PROBLEM TO WORK ON
Make an exact copy of the lines, leaving the pictures out.

Start of RECORD EXTRACTS

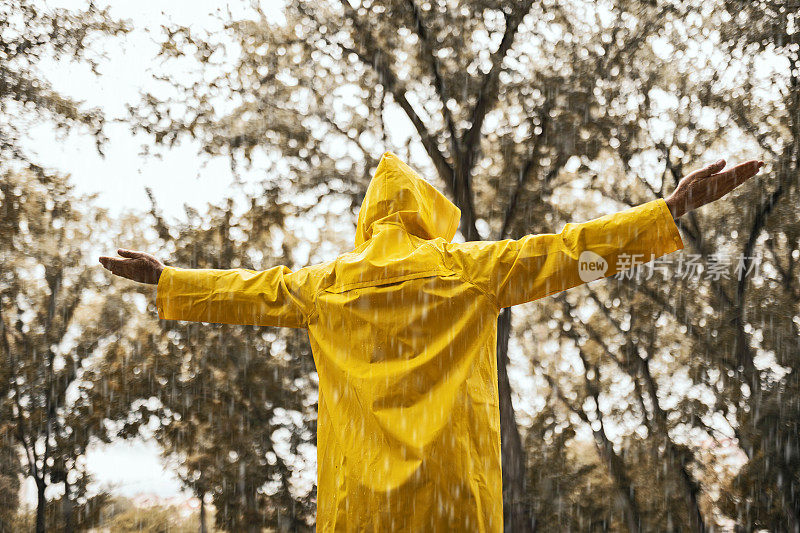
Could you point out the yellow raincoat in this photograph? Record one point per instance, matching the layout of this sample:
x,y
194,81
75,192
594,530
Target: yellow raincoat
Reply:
x,y
403,333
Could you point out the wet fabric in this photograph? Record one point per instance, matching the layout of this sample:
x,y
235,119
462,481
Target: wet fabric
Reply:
x,y
403,332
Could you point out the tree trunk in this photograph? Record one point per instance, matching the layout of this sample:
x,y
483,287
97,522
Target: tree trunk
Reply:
x,y
203,528
517,515
41,507
66,509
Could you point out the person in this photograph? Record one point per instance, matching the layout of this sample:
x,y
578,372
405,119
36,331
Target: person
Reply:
x,y
403,333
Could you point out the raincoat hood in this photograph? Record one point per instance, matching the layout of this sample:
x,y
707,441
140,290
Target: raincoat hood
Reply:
x,y
398,195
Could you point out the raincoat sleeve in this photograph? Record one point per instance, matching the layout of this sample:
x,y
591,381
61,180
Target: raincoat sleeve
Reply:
x,y
274,297
517,271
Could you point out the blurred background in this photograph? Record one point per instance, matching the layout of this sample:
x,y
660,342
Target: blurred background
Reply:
x,y
244,134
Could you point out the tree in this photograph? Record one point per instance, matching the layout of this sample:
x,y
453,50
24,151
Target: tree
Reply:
x,y
231,406
499,97
51,321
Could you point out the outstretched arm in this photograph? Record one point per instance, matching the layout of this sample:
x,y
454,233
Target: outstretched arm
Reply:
x,y
512,272
273,297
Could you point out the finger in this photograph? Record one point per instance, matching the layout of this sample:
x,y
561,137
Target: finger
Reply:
x,y
118,267
708,170
742,172
129,253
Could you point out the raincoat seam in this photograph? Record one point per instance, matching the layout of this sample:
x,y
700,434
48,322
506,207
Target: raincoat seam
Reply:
x,y
384,281
670,223
463,277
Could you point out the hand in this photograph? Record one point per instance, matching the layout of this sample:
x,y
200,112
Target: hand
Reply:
x,y
708,184
138,266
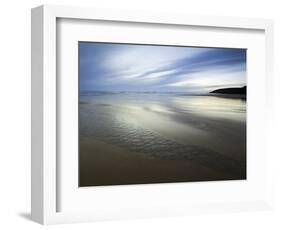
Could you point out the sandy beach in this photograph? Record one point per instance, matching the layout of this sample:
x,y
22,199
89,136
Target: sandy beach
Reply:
x,y
132,138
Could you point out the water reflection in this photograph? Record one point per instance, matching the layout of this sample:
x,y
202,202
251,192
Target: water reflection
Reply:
x,y
207,130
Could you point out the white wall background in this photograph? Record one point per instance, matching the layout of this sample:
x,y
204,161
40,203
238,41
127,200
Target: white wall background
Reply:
x,y
15,112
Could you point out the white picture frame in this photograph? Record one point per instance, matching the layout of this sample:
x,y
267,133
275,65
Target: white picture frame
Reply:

End of RECORD EXTRACTS

RIGHT ANSWER
Could you point out the yellow raincoat in this photograph? Record one point per instance, matching the layout of this sample:
x,y
194,81
75,192
594,530
Target: yellow raincoat
Reply:
x,y
403,333
Could you point out the wet fabric in this photograph? Record one point per instance, matching the layout of this sample:
x,y
235,119
462,481
Target: wet fabric
Reply:
x,y
403,332
Could you point out the tree trunk in this photograph? Record one point per instance, matching the layout of this sample:
x,y
483,287
97,522
Target: tree trunk
Reply:
x,y
203,528
517,515
41,507
66,509
Could you point out the person in this photograph? Record one point per instance, matching the layout of this sample:
x,y
578,372
405,119
36,331
Target: person
Reply:
x,y
403,333
Could you point out the raincoat hood in this photograph? Record one point per instance, matching the layout of this sample:
x,y
707,441
140,290
Target: raincoat hood
Reply:
x,y
398,195
Could you point out the raincoat sleeve in this photograph? Record one point per instance, matching the layout of this sample:
x,y
591,381
61,180
Target: raincoat sleeve
Reply:
x,y
274,297
517,271
Could you point out the blurred background in this photograph? Record one point per instance, matching the layout of this sample:
x,y
660,342
Target: blurred background
Reply:
x,y
244,134
Could you point out the tree in this photograph? Record one point per instance, matching the layout of this sample:
x,y
453,50
24,151
Target: tree
Reply:
x,y
231,406
499,97
51,321
Could you point out the outstretched arm in this photograph? Record one point per instance, matching the layout of this sample:
x,y
454,233
Target: outstretched arm
Reply:
x,y
512,272
273,297
Could you point out the finger in this photograph? Record one point per instance, matching the layout of this sample:
x,y
561,137
Target: finger
Reply:
x,y
118,267
708,170
742,172
129,253
Could you point out the raincoat seam in this photograph? Record one point per instance, matching the layout of this sample:
x,y
700,434
48,322
506,207
Target: raincoat seam
Reply:
x,y
384,281
670,223
463,277
Could you point out the hand in this photograph? Record one point per instance, matching the layout of this sample:
x,y
200,112
Target: hand
Reply:
x,y
708,184
138,266
Could you point out the sandy beach in this photograph? Record one point per instance, matching the layout of this sample:
x,y
22,199
89,136
Target: sandy beach
Reply:
x,y
132,138
Could you point out the water reflection in this photograph? Record one point per instance, matching the layout of this sample:
x,y
202,202
251,192
Target: water reflection
Reply:
x,y
207,130
Could you point out the white wall background in this photograph? Record one point per instance, matching the layout of this sample:
x,y
204,161
40,203
238,41
127,200
Target: white wall background
Reply:
x,y
15,112
Could you point out the white picture frame in this photograph? Record one point per instance, matching the layout of this sample:
x,y
267,133
275,65
Target: white picture frame
Reply:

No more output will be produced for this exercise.